__Directions__.
Answer these questions using the article about Chris Cornell's death.
1. Who gave the official statement to the Associated Press?
2. Which Soundgarden album debuted at No.1 on the Billboard 200 album chart?
3. What was Soundgarden named after?

__Reading passage__.
BEGIN
Rock music has lost one of its most recognisable and iconic voices: Chris Cornell, lead singer of Soundgarden and Audioslave, died on May 17. He was 52.
In an official statement to the Associated Press, Cornell representative Brian Bumbery said the death was “sudden and unexpected”, and that Cornell’s wife and family were shocked by it.
He also said the family would be working closely with the medical examiner to determine the cause, and asked for privacy in the meantime.
As the lead singer of Soundgarden, Cornell was at the forefront of the 1990s grunge movement originating in Seattle. The band released six albums in total, including breakthrough Superunknown in 1994, which debuted at No.1 on the Billboard 200 album chart and spawned the hit singles Spoonman, Black Hole Sun, and Fell On Black Days.
Named after a sculpture called A Sound Garden in Seattle, Soundgarden was formed in 1984 with Cornell on drums and vocals, Hiro Yamamoto on bass, and Kim Thayil on guitars. The current lineup consisted of Cornell and Thayil, together with bassist Ben Shepherd, and drummer Matt Cameron.
END
__Data excerpts__.
BEGIN
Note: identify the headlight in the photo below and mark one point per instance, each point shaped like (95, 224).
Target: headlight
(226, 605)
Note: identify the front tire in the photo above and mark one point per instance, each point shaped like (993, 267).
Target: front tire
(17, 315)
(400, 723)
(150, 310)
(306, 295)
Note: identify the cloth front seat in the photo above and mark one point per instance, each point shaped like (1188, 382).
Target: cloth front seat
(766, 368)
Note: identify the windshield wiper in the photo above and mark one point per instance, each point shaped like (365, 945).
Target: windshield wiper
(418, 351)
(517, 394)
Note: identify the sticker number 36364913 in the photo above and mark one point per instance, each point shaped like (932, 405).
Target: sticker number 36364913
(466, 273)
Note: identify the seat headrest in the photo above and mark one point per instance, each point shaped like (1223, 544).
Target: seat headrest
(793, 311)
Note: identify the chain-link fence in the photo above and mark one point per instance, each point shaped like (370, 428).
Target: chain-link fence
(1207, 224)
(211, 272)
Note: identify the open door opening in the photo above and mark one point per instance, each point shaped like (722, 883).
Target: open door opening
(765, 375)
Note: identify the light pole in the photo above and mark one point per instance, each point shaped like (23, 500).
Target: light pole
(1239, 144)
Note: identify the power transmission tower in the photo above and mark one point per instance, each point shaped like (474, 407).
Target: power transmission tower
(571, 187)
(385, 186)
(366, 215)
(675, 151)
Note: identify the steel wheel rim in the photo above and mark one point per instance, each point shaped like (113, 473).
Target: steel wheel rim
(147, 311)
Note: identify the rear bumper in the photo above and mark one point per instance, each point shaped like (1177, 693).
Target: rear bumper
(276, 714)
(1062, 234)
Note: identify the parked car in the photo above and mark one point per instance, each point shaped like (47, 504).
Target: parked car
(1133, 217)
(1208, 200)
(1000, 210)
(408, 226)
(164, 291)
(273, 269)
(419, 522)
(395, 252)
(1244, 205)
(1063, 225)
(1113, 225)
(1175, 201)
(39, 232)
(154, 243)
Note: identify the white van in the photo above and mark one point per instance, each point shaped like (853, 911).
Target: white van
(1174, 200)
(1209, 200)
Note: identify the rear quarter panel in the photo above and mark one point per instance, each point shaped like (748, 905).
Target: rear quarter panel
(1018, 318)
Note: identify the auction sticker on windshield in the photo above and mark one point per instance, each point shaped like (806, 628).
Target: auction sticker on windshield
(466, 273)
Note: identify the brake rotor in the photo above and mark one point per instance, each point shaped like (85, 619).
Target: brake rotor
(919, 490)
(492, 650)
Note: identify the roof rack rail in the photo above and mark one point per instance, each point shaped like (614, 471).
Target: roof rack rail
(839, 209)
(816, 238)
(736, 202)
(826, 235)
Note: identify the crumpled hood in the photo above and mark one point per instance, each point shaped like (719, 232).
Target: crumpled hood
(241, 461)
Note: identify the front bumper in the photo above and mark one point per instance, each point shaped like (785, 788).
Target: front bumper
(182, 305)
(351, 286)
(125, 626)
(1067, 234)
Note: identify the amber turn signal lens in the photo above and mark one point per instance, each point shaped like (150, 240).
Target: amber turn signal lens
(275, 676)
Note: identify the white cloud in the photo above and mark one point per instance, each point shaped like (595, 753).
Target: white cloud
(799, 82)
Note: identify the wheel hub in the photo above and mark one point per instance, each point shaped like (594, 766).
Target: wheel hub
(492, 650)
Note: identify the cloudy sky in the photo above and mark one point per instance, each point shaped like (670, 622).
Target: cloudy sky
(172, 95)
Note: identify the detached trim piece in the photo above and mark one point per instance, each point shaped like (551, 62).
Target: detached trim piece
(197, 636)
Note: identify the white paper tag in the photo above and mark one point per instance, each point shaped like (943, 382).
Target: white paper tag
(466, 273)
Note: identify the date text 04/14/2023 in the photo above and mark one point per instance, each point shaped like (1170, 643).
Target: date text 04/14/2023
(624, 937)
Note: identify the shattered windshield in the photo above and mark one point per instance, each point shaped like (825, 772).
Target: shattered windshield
END
__Exercise response__.
1. Brian Bumbery, Cornell's representative
2. Superunknown
3. A sculpture called A Sound Garden in Seattle